REQUIREMENT
Count how many lines of the entries below contain the word "road". Give only that number.

MATERIAL
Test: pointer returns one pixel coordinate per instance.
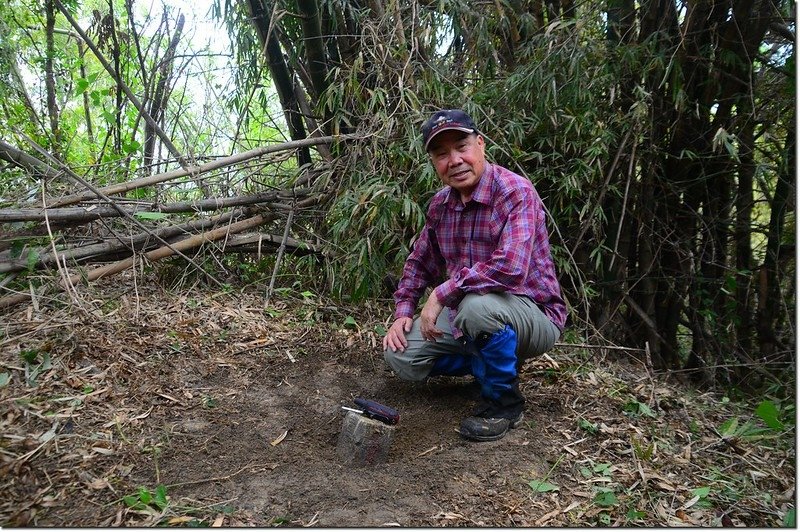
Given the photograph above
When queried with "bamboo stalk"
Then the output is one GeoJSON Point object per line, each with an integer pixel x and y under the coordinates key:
{"type": "Point", "coordinates": [196, 170]}
{"type": "Point", "coordinates": [134, 243]}
{"type": "Point", "coordinates": [83, 214]}
{"type": "Point", "coordinates": [155, 255]}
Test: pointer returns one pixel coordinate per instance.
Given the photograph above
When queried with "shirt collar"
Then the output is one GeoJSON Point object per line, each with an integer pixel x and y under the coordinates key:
{"type": "Point", "coordinates": [482, 192]}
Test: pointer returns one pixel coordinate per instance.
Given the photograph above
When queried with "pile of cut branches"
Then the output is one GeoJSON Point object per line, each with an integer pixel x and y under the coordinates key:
{"type": "Point", "coordinates": [111, 226]}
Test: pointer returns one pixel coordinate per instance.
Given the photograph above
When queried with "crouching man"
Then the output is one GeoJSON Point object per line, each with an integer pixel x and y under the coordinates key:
{"type": "Point", "coordinates": [500, 301]}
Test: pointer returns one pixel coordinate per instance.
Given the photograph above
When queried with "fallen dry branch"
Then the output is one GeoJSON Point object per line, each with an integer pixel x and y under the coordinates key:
{"type": "Point", "coordinates": [157, 254]}
{"type": "Point", "coordinates": [88, 214]}
{"type": "Point", "coordinates": [138, 242]}
{"type": "Point", "coordinates": [196, 170]}
{"type": "Point", "coordinates": [255, 242]}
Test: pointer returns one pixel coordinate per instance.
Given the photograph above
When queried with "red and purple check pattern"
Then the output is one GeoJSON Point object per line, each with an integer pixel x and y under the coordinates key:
{"type": "Point", "coordinates": [495, 243]}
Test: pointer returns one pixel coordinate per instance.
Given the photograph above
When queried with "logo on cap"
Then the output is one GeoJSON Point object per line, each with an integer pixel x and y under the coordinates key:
{"type": "Point", "coordinates": [446, 120]}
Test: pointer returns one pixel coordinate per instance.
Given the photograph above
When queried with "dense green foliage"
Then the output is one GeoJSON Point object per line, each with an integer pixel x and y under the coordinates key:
{"type": "Point", "coordinates": [660, 136]}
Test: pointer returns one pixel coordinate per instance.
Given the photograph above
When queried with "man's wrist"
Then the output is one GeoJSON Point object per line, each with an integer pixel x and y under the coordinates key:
{"type": "Point", "coordinates": [404, 309]}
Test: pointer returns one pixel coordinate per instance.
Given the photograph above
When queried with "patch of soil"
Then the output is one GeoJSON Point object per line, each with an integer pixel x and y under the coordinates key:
{"type": "Point", "coordinates": [236, 411]}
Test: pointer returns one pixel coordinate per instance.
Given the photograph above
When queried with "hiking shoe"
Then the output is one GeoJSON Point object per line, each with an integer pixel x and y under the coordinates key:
{"type": "Point", "coordinates": [480, 428]}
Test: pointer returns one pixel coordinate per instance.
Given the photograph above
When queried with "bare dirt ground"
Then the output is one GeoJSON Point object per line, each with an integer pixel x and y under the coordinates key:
{"type": "Point", "coordinates": [141, 407]}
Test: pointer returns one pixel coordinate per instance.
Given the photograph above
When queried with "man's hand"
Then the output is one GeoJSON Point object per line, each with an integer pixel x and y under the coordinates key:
{"type": "Point", "coordinates": [428, 316]}
{"type": "Point", "coordinates": [396, 336]}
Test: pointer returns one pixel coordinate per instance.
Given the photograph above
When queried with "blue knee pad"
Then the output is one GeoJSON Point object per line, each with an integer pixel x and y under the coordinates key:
{"type": "Point", "coordinates": [453, 365]}
{"type": "Point", "coordinates": [495, 363]}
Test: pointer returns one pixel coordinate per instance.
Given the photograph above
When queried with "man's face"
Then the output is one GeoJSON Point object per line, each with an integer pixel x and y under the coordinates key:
{"type": "Point", "coordinates": [459, 160]}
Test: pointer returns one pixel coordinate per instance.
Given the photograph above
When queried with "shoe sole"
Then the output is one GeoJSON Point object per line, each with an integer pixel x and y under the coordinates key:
{"type": "Point", "coordinates": [514, 424]}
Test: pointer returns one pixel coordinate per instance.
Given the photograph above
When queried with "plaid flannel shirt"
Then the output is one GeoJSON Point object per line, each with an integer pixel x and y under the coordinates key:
{"type": "Point", "coordinates": [497, 242]}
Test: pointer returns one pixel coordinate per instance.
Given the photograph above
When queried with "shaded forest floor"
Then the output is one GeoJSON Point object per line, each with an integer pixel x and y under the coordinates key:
{"type": "Point", "coordinates": [142, 406]}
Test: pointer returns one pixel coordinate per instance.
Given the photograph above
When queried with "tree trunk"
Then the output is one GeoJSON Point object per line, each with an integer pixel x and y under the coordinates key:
{"type": "Point", "coordinates": [279, 71]}
{"type": "Point", "coordinates": [50, 79]}
{"type": "Point", "coordinates": [769, 290]}
{"type": "Point", "coordinates": [158, 104]}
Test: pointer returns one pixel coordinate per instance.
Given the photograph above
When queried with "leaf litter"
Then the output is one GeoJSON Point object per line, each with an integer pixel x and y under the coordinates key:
{"type": "Point", "coordinates": [172, 402]}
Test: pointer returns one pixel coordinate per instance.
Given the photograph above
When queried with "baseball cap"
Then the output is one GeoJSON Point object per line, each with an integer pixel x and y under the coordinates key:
{"type": "Point", "coordinates": [444, 120]}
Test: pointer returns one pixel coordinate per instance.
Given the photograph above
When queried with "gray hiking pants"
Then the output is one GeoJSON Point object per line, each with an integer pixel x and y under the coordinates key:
{"type": "Point", "coordinates": [488, 313]}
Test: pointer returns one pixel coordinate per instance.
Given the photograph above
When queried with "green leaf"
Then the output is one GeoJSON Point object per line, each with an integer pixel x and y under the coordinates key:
{"type": "Point", "coordinates": [589, 427]}
{"type": "Point", "coordinates": [81, 86]}
{"type": "Point", "coordinates": [605, 499]}
{"type": "Point", "coordinates": [161, 496]}
{"type": "Point", "coordinates": [130, 500]}
{"type": "Point", "coordinates": [768, 412]}
{"type": "Point", "coordinates": [29, 355]}
{"type": "Point", "coordinates": [728, 428]}
{"type": "Point", "coordinates": [131, 147]}
{"type": "Point", "coordinates": [147, 215]}
{"type": "Point", "coordinates": [790, 519]}
{"type": "Point", "coordinates": [634, 514]}
{"type": "Point", "coordinates": [603, 469]}
{"type": "Point", "coordinates": [31, 259]}
{"type": "Point", "coordinates": [541, 486]}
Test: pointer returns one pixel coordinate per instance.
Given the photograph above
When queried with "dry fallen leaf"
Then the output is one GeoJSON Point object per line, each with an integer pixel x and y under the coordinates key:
{"type": "Point", "coordinates": [279, 439]}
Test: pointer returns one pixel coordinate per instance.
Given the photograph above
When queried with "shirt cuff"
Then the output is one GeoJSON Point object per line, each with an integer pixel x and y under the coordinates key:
{"type": "Point", "coordinates": [449, 294]}
{"type": "Point", "coordinates": [404, 309]}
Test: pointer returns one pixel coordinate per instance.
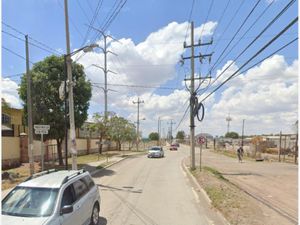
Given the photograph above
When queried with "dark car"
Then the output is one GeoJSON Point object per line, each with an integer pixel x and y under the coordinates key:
{"type": "Point", "coordinates": [173, 147]}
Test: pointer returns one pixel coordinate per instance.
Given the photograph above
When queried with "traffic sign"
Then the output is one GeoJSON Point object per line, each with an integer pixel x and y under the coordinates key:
{"type": "Point", "coordinates": [201, 140]}
{"type": "Point", "coordinates": [39, 131]}
{"type": "Point", "coordinates": [41, 127]}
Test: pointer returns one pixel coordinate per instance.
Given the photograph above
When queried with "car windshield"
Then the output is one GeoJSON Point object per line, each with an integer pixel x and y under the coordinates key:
{"type": "Point", "coordinates": [29, 202]}
{"type": "Point", "coordinates": [155, 149]}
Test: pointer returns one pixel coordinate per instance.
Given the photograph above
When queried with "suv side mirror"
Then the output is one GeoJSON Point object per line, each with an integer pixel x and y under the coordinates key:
{"type": "Point", "coordinates": [66, 209]}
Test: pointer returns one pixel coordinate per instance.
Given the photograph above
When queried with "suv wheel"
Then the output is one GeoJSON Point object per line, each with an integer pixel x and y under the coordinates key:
{"type": "Point", "coordinates": [95, 215]}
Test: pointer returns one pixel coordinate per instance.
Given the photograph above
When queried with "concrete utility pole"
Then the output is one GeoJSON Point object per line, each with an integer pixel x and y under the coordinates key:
{"type": "Point", "coordinates": [71, 100]}
{"type": "Point", "coordinates": [138, 122]}
{"type": "Point", "coordinates": [29, 109]}
{"type": "Point", "coordinates": [192, 89]}
{"type": "Point", "coordinates": [105, 70]}
{"type": "Point", "coordinates": [171, 130]}
{"type": "Point", "coordinates": [243, 132]}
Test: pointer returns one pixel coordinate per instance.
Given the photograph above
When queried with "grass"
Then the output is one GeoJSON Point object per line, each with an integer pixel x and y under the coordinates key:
{"type": "Point", "coordinates": [23, 172]}
{"type": "Point", "coordinates": [215, 172]}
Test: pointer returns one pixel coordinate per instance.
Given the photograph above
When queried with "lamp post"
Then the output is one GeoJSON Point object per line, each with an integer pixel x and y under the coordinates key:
{"type": "Point", "coordinates": [68, 76]}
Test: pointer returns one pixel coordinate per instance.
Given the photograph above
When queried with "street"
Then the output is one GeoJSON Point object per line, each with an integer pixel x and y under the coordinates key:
{"type": "Point", "coordinates": [152, 191]}
{"type": "Point", "coordinates": [274, 185]}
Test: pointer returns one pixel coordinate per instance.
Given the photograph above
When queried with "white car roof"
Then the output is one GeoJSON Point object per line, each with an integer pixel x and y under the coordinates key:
{"type": "Point", "coordinates": [51, 180]}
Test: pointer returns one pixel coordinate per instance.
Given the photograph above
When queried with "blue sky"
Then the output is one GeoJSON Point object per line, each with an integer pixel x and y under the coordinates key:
{"type": "Point", "coordinates": [139, 21]}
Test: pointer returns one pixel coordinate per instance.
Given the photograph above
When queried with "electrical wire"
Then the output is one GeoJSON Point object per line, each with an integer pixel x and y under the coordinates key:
{"type": "Point", "coordinates": [254, 56]}
{"type": "Point", "coordinates": [238, 30]}
{"type": "Point", "coordinates": [16, 54]}
{"type": "Point", "coordinates": [258, 36]}
{"type": "Point", "coordinates": [252, 25]}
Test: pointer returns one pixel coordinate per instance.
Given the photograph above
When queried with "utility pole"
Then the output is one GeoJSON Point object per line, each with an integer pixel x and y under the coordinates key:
{"type": "Point", "coordinates": [243, 132]}
{"type": "Point", "coordinates": [105, 70]}
{"type": "Point", "coordinates": [171, 130]}
{"type": "Point", "coordinates": [29, 109]}
{"type": "Point", "coordinates": [192, 88]}
{"type": "Point", "coordinates": [71, 100]}
{"type": "Point", "coordinates": [138, 122]}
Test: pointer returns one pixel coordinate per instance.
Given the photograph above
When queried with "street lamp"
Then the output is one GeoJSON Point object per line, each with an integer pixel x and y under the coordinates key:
{"type": "Point", "coordinates": [68, 76]}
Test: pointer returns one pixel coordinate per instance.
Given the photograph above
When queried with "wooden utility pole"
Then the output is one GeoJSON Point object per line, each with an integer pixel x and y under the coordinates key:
{"type": "Point", "coordinates": [29, 110]}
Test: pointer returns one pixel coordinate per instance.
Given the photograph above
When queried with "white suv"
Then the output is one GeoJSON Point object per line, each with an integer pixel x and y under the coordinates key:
{"type": "Point", "coordinates": [53, 198]}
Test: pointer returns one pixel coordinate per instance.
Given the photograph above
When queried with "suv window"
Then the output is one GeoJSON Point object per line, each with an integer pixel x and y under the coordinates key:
{"type": "Point", "coordinates": [88, 181]}
{"type": "Point", "coordinates": [68, 196]}
{"type": "Point", "coordinates": [80, 188]}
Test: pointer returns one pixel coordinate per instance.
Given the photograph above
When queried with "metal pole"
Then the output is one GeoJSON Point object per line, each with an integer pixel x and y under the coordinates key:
{"type": "Point", "coordinates": [192, 122]}
{"type": "Point", "coordinates": [279, 149]}
{"type": "Point", "coordinates": [243, 133]}
{"type": "Point", "coordinates": [42, 151]}
{"type": "Point", "coordinates": [201, 156]}
{"type": "Point", "coordinates": [66, 115]}
{"type": "Point", "coordinates": [71, 101]}
{"type": "Point", "coordinates": [29, 110]}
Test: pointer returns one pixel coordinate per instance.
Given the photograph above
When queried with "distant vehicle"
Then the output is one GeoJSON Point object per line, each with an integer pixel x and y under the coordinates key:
{"type": "Point", "coordinates": [53, 197]}
{"type": "Point", "coordinates": [156, 152]}
{"type": "Point", "coordinates": [173, 147]}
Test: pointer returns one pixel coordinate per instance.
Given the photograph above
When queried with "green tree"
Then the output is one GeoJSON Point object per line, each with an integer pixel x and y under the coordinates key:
{"type": "Point", "coordinates": [232, 134]}
{"type": "Point", "coordinates": [121, 130]}
{"type": "Point", "coordinates": [100, 125]}
{"type": "Point", "coordinates": [180, 135]}
{"type": "Point", "coordinates": [47, 107]}
{"type": "Point", "coordinates": [153, 136]}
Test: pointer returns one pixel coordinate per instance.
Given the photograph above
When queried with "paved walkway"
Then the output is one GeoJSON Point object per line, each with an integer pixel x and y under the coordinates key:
{"type": "Point", "coordinates": [271, 183]}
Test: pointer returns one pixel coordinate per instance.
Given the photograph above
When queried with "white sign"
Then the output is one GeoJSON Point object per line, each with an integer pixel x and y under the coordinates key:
{"type": "Point", "coordinates": [39, 131]}
{"type": "Point", "coordinates": [41, 127]}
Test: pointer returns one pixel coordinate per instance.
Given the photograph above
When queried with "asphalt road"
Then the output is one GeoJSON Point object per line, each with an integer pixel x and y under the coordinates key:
{"type": "Point", "coordinates": [146, 191]}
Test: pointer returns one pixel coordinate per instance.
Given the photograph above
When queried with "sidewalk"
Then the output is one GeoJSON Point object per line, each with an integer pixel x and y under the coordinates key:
{"type": "Point", "coordinates": [273, 184]}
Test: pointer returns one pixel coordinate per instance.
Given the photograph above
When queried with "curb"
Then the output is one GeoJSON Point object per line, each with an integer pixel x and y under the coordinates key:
{"type": "Point", "coordinates": [109, 165]}
{"type": "Point", "coordinates": [191, 176]}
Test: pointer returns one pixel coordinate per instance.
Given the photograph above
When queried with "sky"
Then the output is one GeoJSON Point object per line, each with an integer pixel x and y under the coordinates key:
{"type": "Point", "coordinates": [148, 39]}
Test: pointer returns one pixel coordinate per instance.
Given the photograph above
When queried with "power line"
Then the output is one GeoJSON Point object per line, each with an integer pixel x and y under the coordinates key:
{"type": "Point", "coordinates": [14, 53]}
{"type": "Point", "coordinates": [28, 42]}
{"type": "Point", "coordinates": [238, 30]}
{"type": "Point", "coordinates": [209, 10]}
{"type": "Point", "coordinates": [231, 20]}
{"type": "Point", "coordinates": [258, 36]}
{"type": "Point", "coordinates": [255, 55]}
{"type": "Point", "coordinates": [255, 22]}
{"type": "Point", "coordinates": [23, 34]}
{"type": "Point", "coordinates": [189, 20]}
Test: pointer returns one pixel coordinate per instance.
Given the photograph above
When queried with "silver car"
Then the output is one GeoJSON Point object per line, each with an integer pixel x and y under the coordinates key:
{"type": "Point", "coordinates": [156, 152]}
{"type": "Point", "coordinates": [53, 198]}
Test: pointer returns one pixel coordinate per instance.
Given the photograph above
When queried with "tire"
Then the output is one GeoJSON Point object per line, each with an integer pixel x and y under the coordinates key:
{"type": "Point", "coordinates": [95, 215]}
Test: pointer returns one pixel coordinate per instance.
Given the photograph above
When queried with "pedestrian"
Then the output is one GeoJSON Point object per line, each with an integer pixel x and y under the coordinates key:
{"type": "Point", "coordinates": [240, 153]}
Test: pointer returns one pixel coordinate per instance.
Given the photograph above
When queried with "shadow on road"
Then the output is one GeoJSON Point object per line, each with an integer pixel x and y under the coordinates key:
{"type": "Point", "coordinates": [124, 189]}
{"type": "Point", "coordinates": [104, 172]}
{"type": "Point", "coordinates": [102, 221]}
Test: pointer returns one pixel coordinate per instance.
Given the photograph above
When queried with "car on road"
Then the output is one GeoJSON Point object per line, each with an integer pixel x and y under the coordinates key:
{"type": "Point", "coordinates": [173, 147]}
{"type": "Point", "coordinates": [156, 152]}
{"type": "Point", "coordinates": [53, 198]}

EXERCISE OUTPUT
3